:: Data for this task ::
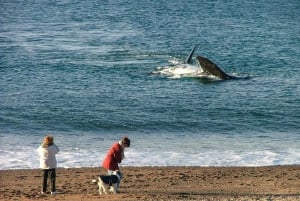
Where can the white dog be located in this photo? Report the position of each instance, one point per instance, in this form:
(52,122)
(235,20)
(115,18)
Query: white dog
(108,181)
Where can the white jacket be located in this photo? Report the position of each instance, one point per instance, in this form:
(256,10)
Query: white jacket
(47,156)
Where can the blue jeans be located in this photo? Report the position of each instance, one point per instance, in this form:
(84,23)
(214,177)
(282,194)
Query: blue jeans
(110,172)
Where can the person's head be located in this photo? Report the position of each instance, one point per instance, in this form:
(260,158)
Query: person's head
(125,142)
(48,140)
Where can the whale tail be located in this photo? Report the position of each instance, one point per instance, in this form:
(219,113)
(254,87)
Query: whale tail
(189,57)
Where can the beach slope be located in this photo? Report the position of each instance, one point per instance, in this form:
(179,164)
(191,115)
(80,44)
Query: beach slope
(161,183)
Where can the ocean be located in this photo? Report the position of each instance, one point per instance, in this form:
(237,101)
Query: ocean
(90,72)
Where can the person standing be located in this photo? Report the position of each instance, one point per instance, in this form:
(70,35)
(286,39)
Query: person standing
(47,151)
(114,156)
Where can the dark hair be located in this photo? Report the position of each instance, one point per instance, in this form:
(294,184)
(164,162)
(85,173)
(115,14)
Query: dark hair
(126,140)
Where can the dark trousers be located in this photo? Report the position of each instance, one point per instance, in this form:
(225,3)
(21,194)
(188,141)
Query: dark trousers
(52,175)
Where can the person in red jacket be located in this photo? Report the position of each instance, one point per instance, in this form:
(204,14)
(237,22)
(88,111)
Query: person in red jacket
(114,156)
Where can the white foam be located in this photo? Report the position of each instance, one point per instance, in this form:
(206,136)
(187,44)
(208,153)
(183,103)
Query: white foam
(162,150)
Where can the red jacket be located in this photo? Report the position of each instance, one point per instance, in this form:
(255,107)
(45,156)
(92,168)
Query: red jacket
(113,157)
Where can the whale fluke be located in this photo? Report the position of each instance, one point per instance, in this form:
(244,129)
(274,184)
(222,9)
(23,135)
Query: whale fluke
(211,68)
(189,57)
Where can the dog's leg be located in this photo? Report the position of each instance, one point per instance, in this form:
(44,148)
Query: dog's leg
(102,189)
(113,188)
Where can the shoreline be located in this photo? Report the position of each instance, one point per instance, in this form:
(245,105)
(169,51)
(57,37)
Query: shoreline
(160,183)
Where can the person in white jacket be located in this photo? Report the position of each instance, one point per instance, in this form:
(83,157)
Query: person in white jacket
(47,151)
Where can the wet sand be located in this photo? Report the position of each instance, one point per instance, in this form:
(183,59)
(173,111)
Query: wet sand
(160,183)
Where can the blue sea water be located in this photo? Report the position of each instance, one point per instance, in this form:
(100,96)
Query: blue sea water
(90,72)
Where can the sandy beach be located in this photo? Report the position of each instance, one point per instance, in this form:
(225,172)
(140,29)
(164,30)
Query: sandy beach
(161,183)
:::
:: Data for this task ::
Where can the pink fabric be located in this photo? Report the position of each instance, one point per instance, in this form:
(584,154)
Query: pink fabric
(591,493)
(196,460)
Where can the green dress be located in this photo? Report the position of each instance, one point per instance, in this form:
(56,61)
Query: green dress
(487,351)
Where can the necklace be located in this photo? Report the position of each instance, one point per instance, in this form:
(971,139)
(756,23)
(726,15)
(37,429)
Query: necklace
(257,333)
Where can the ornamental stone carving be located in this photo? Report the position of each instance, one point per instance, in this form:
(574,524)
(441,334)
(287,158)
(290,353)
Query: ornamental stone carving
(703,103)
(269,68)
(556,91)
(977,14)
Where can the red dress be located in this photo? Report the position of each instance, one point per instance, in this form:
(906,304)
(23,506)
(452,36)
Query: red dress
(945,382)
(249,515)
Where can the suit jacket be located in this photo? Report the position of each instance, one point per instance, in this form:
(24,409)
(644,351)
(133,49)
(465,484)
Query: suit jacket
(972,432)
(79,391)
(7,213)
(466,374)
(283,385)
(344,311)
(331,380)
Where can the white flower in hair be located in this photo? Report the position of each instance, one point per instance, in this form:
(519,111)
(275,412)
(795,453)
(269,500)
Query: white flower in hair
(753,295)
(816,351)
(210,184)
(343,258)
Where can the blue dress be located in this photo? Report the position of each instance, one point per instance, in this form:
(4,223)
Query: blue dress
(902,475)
:::
■ Goal of the exercise: Please return every line of the entries above that contains the string "whale". Case counts.

■ Answer to the exercise:
Where can the whale tail be located in this photo? Report the position of each instance, one point per instance, in this form:
Query: whale tail
Where can the whale fluke be located in this photo? Report the position of each instance, one point per instance, in this form:
Query: whale fluke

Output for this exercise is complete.